Exercise task 1
In the article on creating tables and indexes in IDS 9.4, what was the limit on chunk size in Informix versions before 9.40?

Passage to read

Create tables and indexes more efficiently in IDS 9.4

If you are an Informix® DBA, do you want to know how to create tables and indexes more efficiently? In order to achieve better performance, you need to think of the physical aspect of your database before you create tables and indexes. The author elaborates on each of those considerations and illustrates with real-life examples.

Share:

Jianing Fan (cjf035@motorola.com), Senior Software Engineer, Motorola

Jianing Fan is a software engineer at Motorola specializing in relational database management systems. He is an Informix Certified Professional, Oracle Certified Professional, and has over 10 years of database and system experience as a developer, system administrator, and DBA. Jianing can be reached at cjf035@email.mot.com.



20 January 2005

Introduction

Anyone who knows a little SQL (Structured Query Language) knows how to create tables and indexes in a database. But how do you create tables and indexes more efficiently in terms of system and database performance? Here are few things to consider before creating tables and indexes:

  • Dbspace
  • Extent size
  • Lock mode
  • Constraint key words

This article explores in detail each of those considerations and illustrates with real-life examples collected in a working environment.


Dbspace

Dbspace is the link between logical database objects and physical disk location. When you create logical database objects such as tables and indexes, you need physical disk space to hold those objects and that is called dbspace. Dbspace is composed of one or more chunks of disk space. For Informix versions before 9.40, there was a limitation on chunk size; each chunk could not exceed 2 GB. This is no longer a restriction. When database sever is first initialized, we have two options; we can either configure the database server to use smaller chunks (chunks less than or equal to 2 GB), or to use larger chunks (chunks larger than 2 GB).

Dbspace is created and administered by the Informix onspaces utility. Dbspace can be created either on cooked file systems or on a raw disk device. Cooked file systems refer to disk devices that have been formatted and mounted and raw disk device refers to those that are not mounted. For better performance and easier database administration for UNIX® systems, Informix recommends using raw disk device for dbspace, since a raw disk device can avoid operation system buffering and creating symbolic links to physical disk devices. This onspaces utility can only be used by users with database administrator (DBA) privileges. Also, do not forget to do a full backup on your Informix instance after you have created new dbspaces. For details on how to create and administer dbspaces, refer to IBM Informix Dynamic Server Administrator's Guide, Version 9.4.

When the Informix database server first initializes, it will automatically create one dbspace to store all database objects. That is usually called rootdbs. The following list shows major Informix database objects:

  • Logical log data. Data generated by logical logs
  • Physical log data. Data generated by physical logs
  • Table data. Data in database tables
  • Index data. Data generated by indexes on tables
  • Large binary objects data, such as large text and internal graphics
  • Temporary data. Data generated by sorting and altering tables and building indexes

To achieve better database performance, Informix documentation recommends creating a different dbspace for each database object. For example, you should create one for logical logs, one for physical logs, one for tables, one for indexes, and so on. Informix documentation also recommends spreading dbspace across disks to get balanced disk I/O. One way to achieve this is to apply modern RAID technology to stripe and concatenate slices of disks. Another way is to configure chunks on different disks. Refer to IBM Informix Dynamic Server Administrator's Guide, Version 9.4 for details.

Exercise data
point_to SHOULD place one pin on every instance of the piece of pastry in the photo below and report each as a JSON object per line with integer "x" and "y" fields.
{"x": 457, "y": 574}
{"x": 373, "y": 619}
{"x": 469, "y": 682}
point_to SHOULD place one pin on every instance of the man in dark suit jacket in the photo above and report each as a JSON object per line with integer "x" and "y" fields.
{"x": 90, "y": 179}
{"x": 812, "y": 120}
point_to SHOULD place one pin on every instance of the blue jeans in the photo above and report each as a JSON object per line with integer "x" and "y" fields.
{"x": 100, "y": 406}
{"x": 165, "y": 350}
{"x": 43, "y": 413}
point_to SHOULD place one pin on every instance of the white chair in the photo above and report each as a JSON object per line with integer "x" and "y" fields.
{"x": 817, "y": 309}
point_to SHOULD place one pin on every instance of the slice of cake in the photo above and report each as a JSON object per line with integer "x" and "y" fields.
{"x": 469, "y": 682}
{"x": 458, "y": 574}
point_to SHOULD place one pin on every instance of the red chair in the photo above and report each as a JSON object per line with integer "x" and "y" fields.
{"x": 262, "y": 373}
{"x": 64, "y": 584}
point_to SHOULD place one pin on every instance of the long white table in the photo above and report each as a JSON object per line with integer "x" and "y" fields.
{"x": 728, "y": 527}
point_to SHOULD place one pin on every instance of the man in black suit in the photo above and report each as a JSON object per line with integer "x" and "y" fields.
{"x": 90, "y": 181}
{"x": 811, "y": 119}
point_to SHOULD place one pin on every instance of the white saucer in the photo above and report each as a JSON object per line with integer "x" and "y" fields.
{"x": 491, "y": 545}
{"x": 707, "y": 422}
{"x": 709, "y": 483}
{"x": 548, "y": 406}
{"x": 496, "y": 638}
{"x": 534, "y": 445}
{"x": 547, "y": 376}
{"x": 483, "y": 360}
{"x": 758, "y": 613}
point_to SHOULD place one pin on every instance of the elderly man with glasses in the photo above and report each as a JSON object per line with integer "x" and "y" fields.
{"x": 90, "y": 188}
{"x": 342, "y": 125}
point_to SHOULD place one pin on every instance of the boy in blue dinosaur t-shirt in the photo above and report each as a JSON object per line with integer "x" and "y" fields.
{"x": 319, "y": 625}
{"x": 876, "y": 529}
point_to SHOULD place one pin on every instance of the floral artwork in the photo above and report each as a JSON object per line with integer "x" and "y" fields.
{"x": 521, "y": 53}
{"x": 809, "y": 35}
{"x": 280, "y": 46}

Exercise task 2
Reproduce the records word for word, starting at the line that contains "point_to SHOULD place one pin on every instance of the slice" and ending with the final line of the records, both included.

Exercise output 1
Each chunk could not exceed 2 GB.

Exercise output 2
point_to SHOULD place one pin on every instance of the slice of cake in the photo above and report each as a JSON object per line with integer "x" and "y" fields.
{"x": 469, "y": 682}
{"x": 458, "y": 574}
point_to SHOULD place one pin on every instance of the red chair in the photo above and report each as a JSON object per line with integer "x" and "y" fields.
{"x": 262, "y": 373}
{"x": 64, "y": 584}
point_to SHOULD place one pin on every instance of the long white table in the photo above and report each as a JSON object per line with integer "x" and "y" fields.
{"x": 728, "y": 527}
point_to SHOULD place one pin on every instance of the man in black suit in the photo above and report each as a JSON object per line with integer "x" and "y" fields.
{"x": 90, "y": 181}
{"x": 811, "y": 119}
point_to SHOULD place one pin on every instance of the white saucer in the photo above and report each as a JSON object per line with integer "x" and "y" fields.
{"x": 491, "y": 545}
{"x": 707, "y": 422}
{"x": 709, "y": 483}
{"x": 548, "y": 406}
{"x": 496, "y": 638}
{"x": 534, "y": 445}
{"x": 547, "y": 376}
{"x": 483, "y": 360}
{"x": 758, "y": 613}
point_to SHOULD place one pin on every instance of the elderly man with glasses in the photo above and report each as a JSON object per line with integer "x" and "y" fields.
{"x": 90, "y": 188}
{"x": 342, "y": 125}
point_to SHOULD place one pin on every instance of the boy in blue dinosaur t-shirt in the photo above and report each as a JSON object per line with integer "x" and "y" fields.
{"x": 319, "y": 625}
{"x": 876, "y": 529}
point_to SHOULD place one pin on every instance of the floral artwork in the photo above and report each as a JSON object per line with integer "x" and "y" fields.
{"x": 521, "y": 53}
{"x": 809, "y": 35}
{"x": 280, "y": 46}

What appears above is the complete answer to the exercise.